INSTRUCTION A: Could you reproduce the passage of the forum thread below between "Job Manager Lock-Free" and "in any case).", inclusive?

TEXT SEGMENT:
========
Job Manager Lock-Free

Started by
14 comments, last by Zipster 8 years, 9 months ago

In mine at the moment, if i fail to pop a job, I try to decrement a semaphore (which will block if it hasn't been incremented). Every time I push a job, I increment the semaphore.
When the queue becomes empty, yes, it does spin for a while until the semaphore reaches zero, then sleeps until the next push.

There's probably a better way to implement that using events/condition-variables...

This. You can even do it with your own "semaphore like" thingie (I wouldn't know what to call it... event count maybe?) which is basically two integers, each for produce and consume events. You can take the counter modulo an array's size as the index. The advantage being that it's easier to implement than a "typical" lockfree queue and it can work without compare-exchange (on the producer end, in any case).

On the other hand, I've seen zero difference in practice between all that awesome lockfree stuff and a simple queue with a lock or a semaphore (even abusing a Windows I/O completion port as queue yields surprisingly good results with practically zero implementation work, done that). In retrospective, I would personally never waste the time it takes to implement a lockfree task queue again (it's much harder to get error-free than it looks like at first glance, and it's doubtful whether you really gain anything).

Yes, lockfree stuff matters if you push 250,000 tasks per frame. But well, you don't do that. You do want to partition work, of course, but you also want cache coherency and you want to avoid bus contention or context switches, so you won't push too small work items. Which means you won't push too many.

If you push 5,000 or so tasks per frame, the measurable gains are exactly zero (at least that's what it looks like to me... please correct me if you have measured something different), and the overhead of a typical fast userspace lock (with kernel backoff) is very much acceptable. The implementation, on the other hand, is soooooooooo much easier and less error prone. Yes, it's not cool, but it works.

Advertisement
I make a queue for each thread except the main one and have the process that breaks up the job send the parts in a rotation through the queues, then perform the last job by itself. This way there is no lock and no wait, and effectively speaking there is no waiting at the end of the job either. As an example, using this method I parallelized Quicksort in such a way that its expected runtime is O(n), and it runs much faster in benchmarking than any code I can get a hold of. It's actually twice as fast as most O(n) sorts because there is no preprocessing phase. For multithreading in general, you only get what you put into it though. The real work is in breaking up the algorithm and arranging the data in such as way that it can be run correctly in separate threads. I have not really used it in my game yet but it's very useful for other applications.
========
MATERIAL FOR THIS EXERCISE:
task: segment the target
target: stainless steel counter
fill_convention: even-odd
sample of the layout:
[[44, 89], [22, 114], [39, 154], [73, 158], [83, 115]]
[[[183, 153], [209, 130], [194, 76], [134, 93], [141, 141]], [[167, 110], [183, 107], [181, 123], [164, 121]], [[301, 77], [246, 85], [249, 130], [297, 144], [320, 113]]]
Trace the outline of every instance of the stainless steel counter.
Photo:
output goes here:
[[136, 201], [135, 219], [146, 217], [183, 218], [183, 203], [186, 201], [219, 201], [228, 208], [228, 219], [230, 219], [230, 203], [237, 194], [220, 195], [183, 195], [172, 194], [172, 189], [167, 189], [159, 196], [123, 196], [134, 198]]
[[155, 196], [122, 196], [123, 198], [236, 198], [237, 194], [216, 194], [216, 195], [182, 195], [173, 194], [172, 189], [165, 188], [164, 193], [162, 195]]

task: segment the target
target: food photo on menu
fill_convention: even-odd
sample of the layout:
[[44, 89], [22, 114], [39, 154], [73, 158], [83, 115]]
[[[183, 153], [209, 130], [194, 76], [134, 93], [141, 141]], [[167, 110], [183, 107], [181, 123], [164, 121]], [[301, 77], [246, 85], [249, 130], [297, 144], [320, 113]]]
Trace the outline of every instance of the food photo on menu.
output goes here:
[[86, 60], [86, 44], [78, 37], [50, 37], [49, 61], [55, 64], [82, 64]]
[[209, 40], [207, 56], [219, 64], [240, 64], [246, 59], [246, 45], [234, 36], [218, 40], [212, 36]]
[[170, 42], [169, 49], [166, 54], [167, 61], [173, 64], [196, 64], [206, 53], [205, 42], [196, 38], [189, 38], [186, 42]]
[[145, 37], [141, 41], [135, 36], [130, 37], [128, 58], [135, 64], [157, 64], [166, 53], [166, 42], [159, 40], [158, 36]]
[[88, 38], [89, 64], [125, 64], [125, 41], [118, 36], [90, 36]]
========
INSTRUCTION B: Can you turn the lines of the entries above into a Markdown table with the columns Row and Line, numbering each row and leaving out blank lines?

RESPONSE A:
Job Manager Lock-Free

Started by
14 comments, last by Zipster 8 years, 9 months ago

In mine at the moment, if i fail to pop a job, I try to decrement a semaphore (which will block if it hasn't been incremented). Every time I push a job, I increment the semaphore.
When the queue becomes empty, yes, it does spin for a while until the semaphore reaches zero, then sleeps until the next push.

There's probably a better way to implement that using events/condition-variables...

This. You can even do it with your own "semaphore like" thingie (I wouldn't know what to call it... event count maybe?) which is basically two integers, each for produce and consume events. You can take the counter modulo an array's size as the index. The advantage being that it's easier to implement than a "typical" lockfree queue and it can work without compare-exchange (on the producer end, in any case).

RESPONSE B:
| Row | Line |
|---|---|
| 1 | task: segment the target |
| 2 | target: stainless steel counter |
| 3 | fill_convention: even-odd |
| 4 | sample of the layout: |
| 5 | [[44, 89], [22, 114], [39, 154], [73, 158], [83, 115]] |
| 6 | [[[183, 153], [209, 130], [194, 76], [134, 93], [141, 141]], [[167, 110], [183, 107], [181, 123], [164, 121]], [[301, 77], [246, 85], [249, 130], [297, 144], [320, 113]]] |
| 7 | Trace the outline of every instance of the stainless steel counter. |
| 8 | Photo: |
| 9 | output goes here: |
| 10 | [[136, 201], [135, 219], [146, 217], [183, 218], [183, 203], [186, 201], [219, 201], [228, 208], [228, 219], [230, 219], [230, 203], [237, 194], [220, 195], [183, 195], [172, 194], [172, 189], [167, 189], [159, 196], [123, 196], [134, 198]] |
| 11 | [[155, 196], [122, 196], [123, 198], [236, 198], [237, 194], [216, 194], [216, 195], [182, 195], [173, 194], [172, 189], [165, 188], [164, 193], [162, 195]] |
| 12 | task: segment the target |
| 13 | target: food photo on menu |
| 14 | fill_convention: even-odd |
| 15 | sample of the layout: |
| 16 | [[44, 89], [22, 114], [39, 154], [73, 158], [83, 115]] |
| 17 | [[[183, 153], [209, 130], [194, 76], [134, 93], [141, 141]], [[167, 110], [183, 107], [181, 123], [164, 121]], [[301, 77], [246, 85], [249, 130], [297, 144], [320, 113]]] |
| 18 | Trace the outline of every instance of the food photo on menu. |
| 19 | output goes here: |
| 20 | [[86, 60], [86, 44], [78, 37], [50, 37], [49, 61], [55, 64], [82, 64]] |
| 21 | [[209, 40], [207, 56], [219, 64], [240, 64], [246, 59], [246, 45], [234, 36], [218, 40], [212, 36]] |
| 22 | [[170, 42], [169, 49], [166, 54], [167, 61], [173, 64], [196, 64], [206, 53], [205, 42], [196, 38], [189, 38], [186, 42]] |
| 23 | [[145, 37], [141, 41], [135, 36], [130, 37], [128, 58], [135, 64], [157, 64], [166, 53], [166, 42], [159, 40], [158, 36]] |
| 24 | [[88, 38], [89, 64], [125, 64], [125, 41], [118, 36], [90, 36]] |